# CFAD Dundurn Crest



## Dard (28 Aug 2009)

I'm doing a small research project on the Unit Crest for CFAD Dundurn. I have a good bit of info all ready but the biggest question remaining is what is the meaning behind  the "3 cannon balls" on the crest. If anyone has any information on this that would be great. I'm also trying to find out about the former unit crest that the new one replaced and if you know of other crest used in the past that would be great as well.

Thanks for any help.


----------



## The Bread Guy (28 Aug 2009)

This may be a start, from another bit of older heraldry using cannonballs...


> .... The R.C.E.M.E. motto, Arte et Marte (By Skill and By Fighting) R.C.E.M.E. Corps consisted of a laurel wreath, three shields, the Tudor Crown surmounting, and the letters  R.C.E.M.E. on a scroll underneath. Emblazoned on the shields were: on the first, three lightning bolts, which represented the telecommunications trades, three cannons, which represented armament, and a large gear, representing the vehicle mechanics. *On the second shield, above the three cannons are three cannon balls, which are larger than the cannons. This came from the  Royal Canadian Ordnance Corps, which in turn inherited it from its British counterpart, the Royal Army Ordnance Corps. Its significance goes back to the Crimean War when ammunition shipped to the front was too big to fit in the cannons, and was intended to remind the members of that Corps of how imperative doing their job well was* (though it was not really their fault, it was the manufacturer's mistake)....
·····
EXERCISE GOAL — Reproduce the CFAD Dundurn crest thread above word for word, from its heading through the quoted passage.

INFORMATION PROVIDED —
·····
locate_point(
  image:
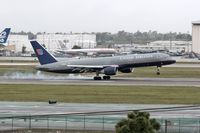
·····
REPLY TO THE EXERCISE —
# CFAD Dundurn Crest



## Dard (28 Aug 2009)

I'm doing a small research project on the Unit Crest for CFAD Dundurn. I have a good bit of info all ready but the biggest question remaining is what is the meaning behind  the "3 cannon balls" on the crest. If anyone has any information on this that would be great. I'm also trying to find out about the former unit crest that the new one replaced and if you know of other crest used in the past that would be great as well.

Thanks for any help.


----------



## The Bread Guy (28 Aug 2009)

This may be a start, from another bit of older heraldry using cannonballs...


> .... The R.C.E.M.E. motto, Arte et Marte (By Skill and By Fighting) R.C.E.M.E. Corps consisted of a laurel wreath, three shields, the Tudor Crown surmounting, and the letters  R.C.E.M.E. on a scroll underneath. Emblazoned on the shields were: on the first, three lightning bolts, which represented the telecommunications trades, three cannons, which represented armament, and a large gear, representing the vehicle mechanics. *On the second shield, above the three cannons are three cannon balls, which are larger than the cannons. This came from the  Royal Canadian Ordnance Corps, which in turn inherited it from its British counterpart, the Royal Army Ordnance Corps. Its significance goes back to the Crimean War when ammunition shipped to the front was too big to fit in the cannons, and was intended to remind the members of that Corps of how imperative doing their job well was* (though it was not really their fault, it was the manufacturer's mistake)....